What to produce :: Reproduce all of the data below word for word, leaving the pictures out of your copy.

-- Begin --

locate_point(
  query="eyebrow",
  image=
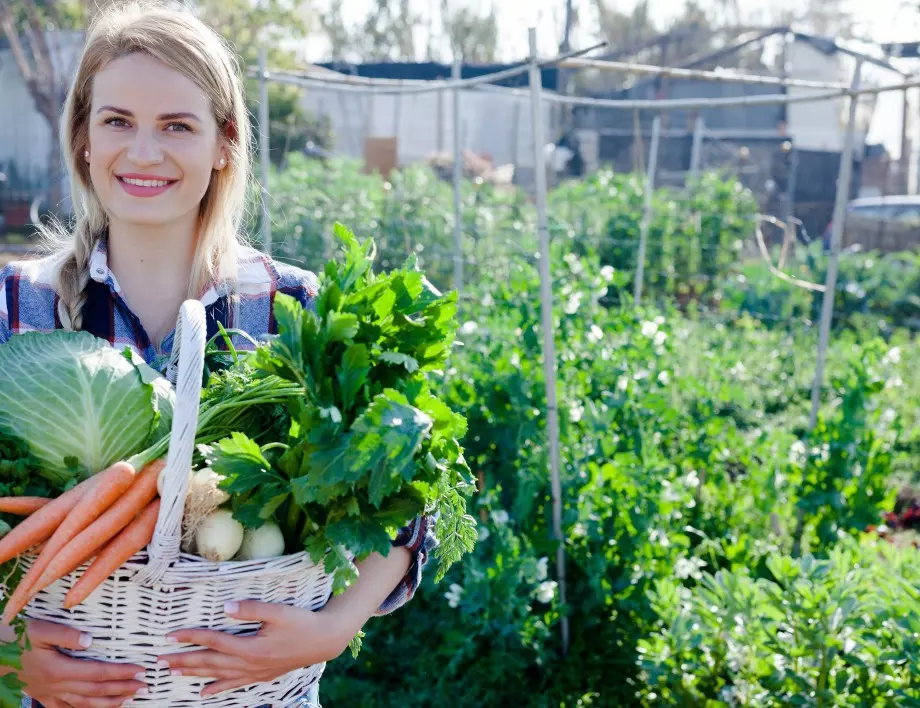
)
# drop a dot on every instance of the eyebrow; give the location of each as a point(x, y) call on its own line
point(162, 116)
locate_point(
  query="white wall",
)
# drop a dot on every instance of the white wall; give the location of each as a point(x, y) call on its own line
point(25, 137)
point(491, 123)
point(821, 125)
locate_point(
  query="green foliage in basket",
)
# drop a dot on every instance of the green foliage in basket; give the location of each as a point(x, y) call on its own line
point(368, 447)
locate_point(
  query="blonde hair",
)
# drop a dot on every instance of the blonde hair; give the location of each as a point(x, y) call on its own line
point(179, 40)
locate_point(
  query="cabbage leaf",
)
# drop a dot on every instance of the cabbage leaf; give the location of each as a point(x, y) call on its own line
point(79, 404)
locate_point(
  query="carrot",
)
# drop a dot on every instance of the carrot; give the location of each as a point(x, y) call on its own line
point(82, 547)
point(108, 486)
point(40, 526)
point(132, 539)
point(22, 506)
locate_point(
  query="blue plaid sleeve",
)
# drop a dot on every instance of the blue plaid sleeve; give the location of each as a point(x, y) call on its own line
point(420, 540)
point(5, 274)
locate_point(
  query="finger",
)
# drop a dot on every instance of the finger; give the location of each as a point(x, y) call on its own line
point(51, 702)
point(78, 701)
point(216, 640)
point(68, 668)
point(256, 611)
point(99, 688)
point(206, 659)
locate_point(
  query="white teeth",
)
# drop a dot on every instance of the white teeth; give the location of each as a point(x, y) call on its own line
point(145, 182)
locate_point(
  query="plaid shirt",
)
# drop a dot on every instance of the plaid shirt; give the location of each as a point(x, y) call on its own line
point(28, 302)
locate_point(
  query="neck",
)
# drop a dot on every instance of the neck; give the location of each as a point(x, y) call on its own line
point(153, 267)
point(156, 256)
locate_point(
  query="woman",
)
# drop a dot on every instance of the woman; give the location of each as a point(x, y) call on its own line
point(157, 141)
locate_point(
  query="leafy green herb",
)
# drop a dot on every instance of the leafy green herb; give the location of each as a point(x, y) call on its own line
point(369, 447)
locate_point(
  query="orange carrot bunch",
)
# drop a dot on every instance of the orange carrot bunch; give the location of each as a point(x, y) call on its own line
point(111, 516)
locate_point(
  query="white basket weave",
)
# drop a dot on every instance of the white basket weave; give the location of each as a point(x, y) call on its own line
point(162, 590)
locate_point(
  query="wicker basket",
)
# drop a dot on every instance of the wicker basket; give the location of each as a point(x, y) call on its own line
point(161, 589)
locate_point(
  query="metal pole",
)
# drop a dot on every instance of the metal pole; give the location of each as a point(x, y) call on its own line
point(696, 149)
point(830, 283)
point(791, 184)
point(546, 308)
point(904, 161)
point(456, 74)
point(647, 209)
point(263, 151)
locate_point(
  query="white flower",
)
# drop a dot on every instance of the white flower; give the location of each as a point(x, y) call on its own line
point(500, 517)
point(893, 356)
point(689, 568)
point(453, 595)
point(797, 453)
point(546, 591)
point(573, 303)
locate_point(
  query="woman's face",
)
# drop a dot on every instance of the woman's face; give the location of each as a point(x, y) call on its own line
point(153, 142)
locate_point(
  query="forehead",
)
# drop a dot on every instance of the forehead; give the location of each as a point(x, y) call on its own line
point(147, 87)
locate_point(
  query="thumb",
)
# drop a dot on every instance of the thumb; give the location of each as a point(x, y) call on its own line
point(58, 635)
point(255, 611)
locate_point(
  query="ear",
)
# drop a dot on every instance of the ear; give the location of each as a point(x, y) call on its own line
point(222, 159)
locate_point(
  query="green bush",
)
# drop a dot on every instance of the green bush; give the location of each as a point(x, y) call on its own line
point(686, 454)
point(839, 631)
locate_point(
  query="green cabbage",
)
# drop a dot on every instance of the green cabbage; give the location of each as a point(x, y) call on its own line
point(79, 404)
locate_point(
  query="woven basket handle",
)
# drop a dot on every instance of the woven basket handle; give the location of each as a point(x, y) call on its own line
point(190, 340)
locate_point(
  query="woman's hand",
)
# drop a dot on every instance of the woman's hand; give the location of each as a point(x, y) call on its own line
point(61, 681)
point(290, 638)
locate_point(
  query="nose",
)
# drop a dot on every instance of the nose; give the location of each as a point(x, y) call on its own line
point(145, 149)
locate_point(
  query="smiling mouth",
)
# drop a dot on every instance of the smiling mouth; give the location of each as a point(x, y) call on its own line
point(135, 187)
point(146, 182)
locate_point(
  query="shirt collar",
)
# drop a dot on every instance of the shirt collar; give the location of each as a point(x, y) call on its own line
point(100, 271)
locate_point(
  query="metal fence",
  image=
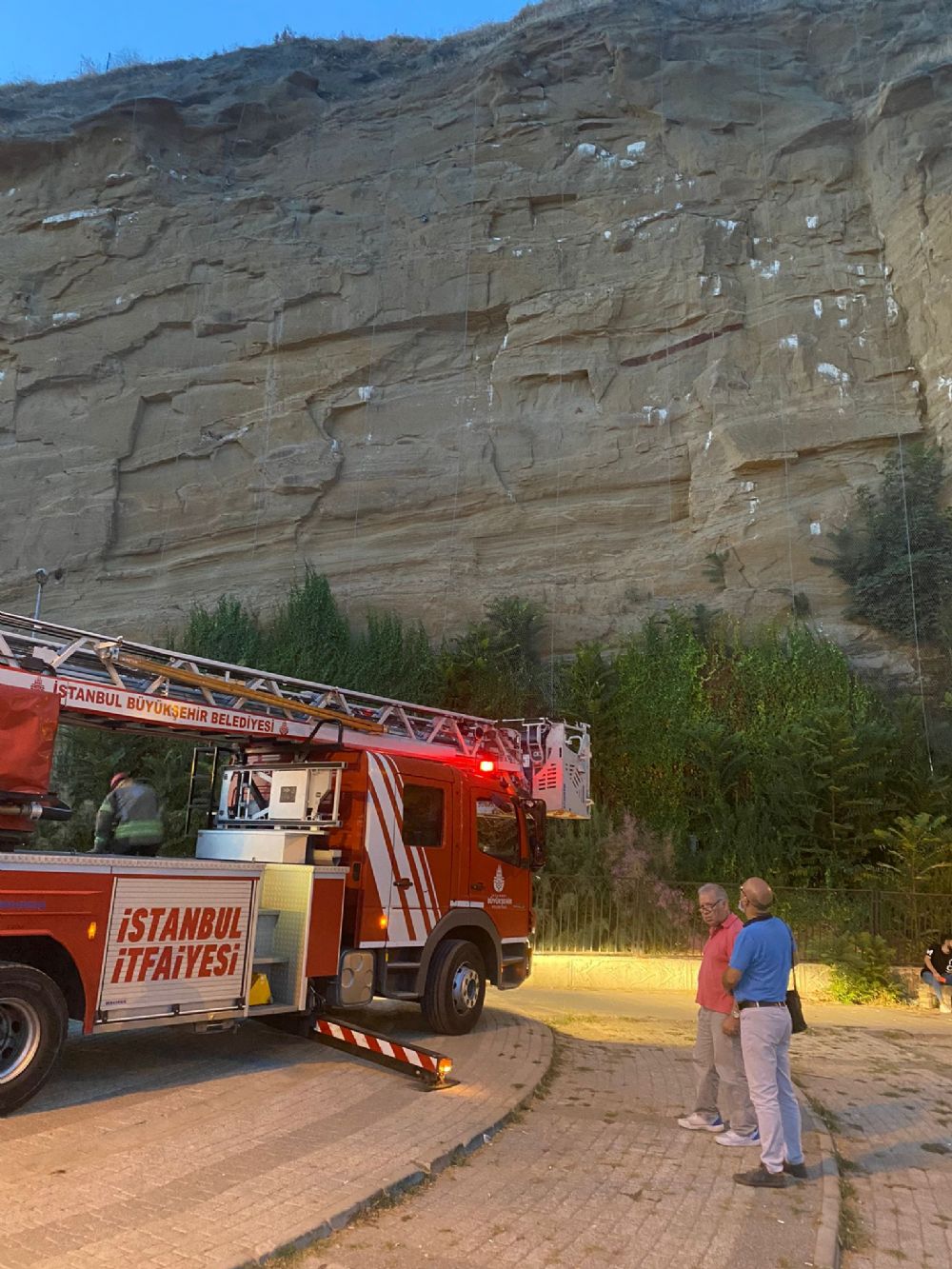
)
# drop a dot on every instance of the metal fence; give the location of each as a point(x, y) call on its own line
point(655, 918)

-- End --

Written response ::
locate_point(
  query="eyebrow",
  image=
)
# drop a dot on every instance of the eyebrow; give the location of each as a point(x, y) call on its own line
point(162, 116)
locate_point(
  query="white wall",
)
# drop a dot on every instance of the white wall; give the location of each as a point(x, y) call on its own line
point(25, 137)
point(491, 123)
point(821, 125)
locate_point(
  query="green foliage in basket",
)
# drop a dot on every instance of the green foliage in basket; give the location of each as a point(x, y) call on its own line
point(368, 447)
locate_point(
  query="blonde hair",
)
# drop a dot on every instance of the blonde hair; give the location of each as a point(x, y) call on its own line
point(179, 40)
locate_point(
  query="cabbage leaf",
)
# drop a dot on every instance of the cabbage leaf; give the location of each as a point(x, y) call on its own line
point(79, 404)
locate_point(
  query="carrot",
)
# drop a dot on every instance of the carrot; give the location of each as a point(x, y) call on its own line
point(82, 547)
point(108, 486)
point(40, 526)
point(132, 539)
point(22, 506)
locate_point(
  query="blue plaid sleeve",
)
# drop a dot on every instance of the blue plaid sleeve; give the location of each as a point(x, y) call on its own line
point(420, 540)
point(5, 274)
locate_point(
  query="finger",
)
# drop a dot on every instance of the finger; give the location of each as a point(x, y) call on its own line
point(51, 702)
point(78, 701)
point(216, 640)
point(68, 668)
point(256, 611)
point(99, 688)
point(206, 659)
locate_point(
  query="white teeth",
)
# drop a dot on every instance of the white teeth; give the location of each as a point(x, y) call on its own line
point(145, 182)
locate_point(
  query="plaid shirt",
)
# drop a dot on every instance of the plaid shirt; give the location of each as a point(x, y) call on its own line
point(28, 302)
locate_point(
  query="neck",
)
# drop a dot on every instance of the neck; give the location of each as a point(x, y) call on its own line
point(153, 267)
point(156, 256)
locate_point(
  query="woman",
)
# drop a dot on every instance of the woman; give the location of each as a point(x, y) call on its own line
point(157, 141)
locate_point(
  query="leafy green herb",
)
# drop a dot on every instance of the leafy green herb; give the location of each as a point(x, y) call on its own line
point(369, 447)
locate_point(
  query="orange carrot bunch",
)
# drop a dot on every instance of the orange carrot bunch; give the location of each as a point(x, y) call on its own line
point(111, 516)
locate_point(
  query="white basket weave",
)
# drop a dot on every instance of the white basket weave; give the location of each as a point(x, y) call on its own line
point(162, 590)
locate_point(
  query="wicker basket",
)
# drop a dot on every instance of the wicker basket; give the location of each as a point(x, y) call on its own line
point(161, 589)
locate_point(
  query="metal pole",
)
# drop a dot on every instance of the metal pole; give the location of each as a point(x, y) call on its own line
point(696, 149)
point(830, 283)
point(791, 184)
point(546, 308)
point(904, 161)
point(456, 74)
point(647, 209)
point(263, 151)
locate_point(
  query="white flower",
)
# drop a dot on every instance of the white flower; give the location of each as a point(x, y) call on its own line
point(500, 517)
point(893, 356)
point(689, 568)
point(453, 595)
point(797, 453)
point(546, 591)
point(573, 303)
locate_point(
  query="woman's face",
)
# drop a dot on every instance of the woman's face; give the location of each as a point(x, y) call on its own line
point(153, 142)
locate_point(
  query="forehead",
)
# drop a dot on every instance of the forehead; give the location of each as a point(x, y) call on its own line
point(147, 87)
locate_point(
  query="thumb",
)
# drop a dot on every instance of the thumb; give the location of each as a point(x, y) call on its own line
point(58, 635)
point(255, 611)
locate_point(
  query="ear",
)
# drop a dot on every instance of the ear; give the location of each as a point(x, y) call on its own line
point(222, 159)
locate_point(
  query="green bush",
)
# drop a dot on every instance of the green bush; give the location of each as a point(x, y) call on its own line
point(686, 454)
point(839, 631)
locate_point(
  query="green cabbage",
)
# drop a dot on every instance of the green cabbage; give the location of each as a point(x, y) call on its own line
point(79, 404)
locate_point(
  query="woven basket handle",
)
# drop a dot on every instance of the woven basket handle; give the location of each as a point(x, y) call on its own line
point(190, 340)
locate_point(
  query="woman's hand",
)
# drop a dot on every instance of the woman's hand; give the location of each as a point(x, y) call on its own line
point(61, 681)
point(290, 638)
locate_point(
  query="nose",
)
# drop a dot on every instance of the nose; give the location of each as a point(x, y) call on its own line
point(145, 149)
locate_point(
  query="smiling mouth",
)
# drop a dot on every instance of the smiling mouth; give the location of each as a point(x, y) call on its own line
point(135, 187)
point(146, 182)
locate_point(
  query="shirt collar",
)
# drop a dot on every instance of the shirt collar; give the location of each as a point(x, y) call on its own line
point(100, 271)
locate_point(
  query="metal fence",
  image=
)
# drop a dot on every instance of the metal fence; give the location of each as a point(x, y) call on its own line
point(655, 918)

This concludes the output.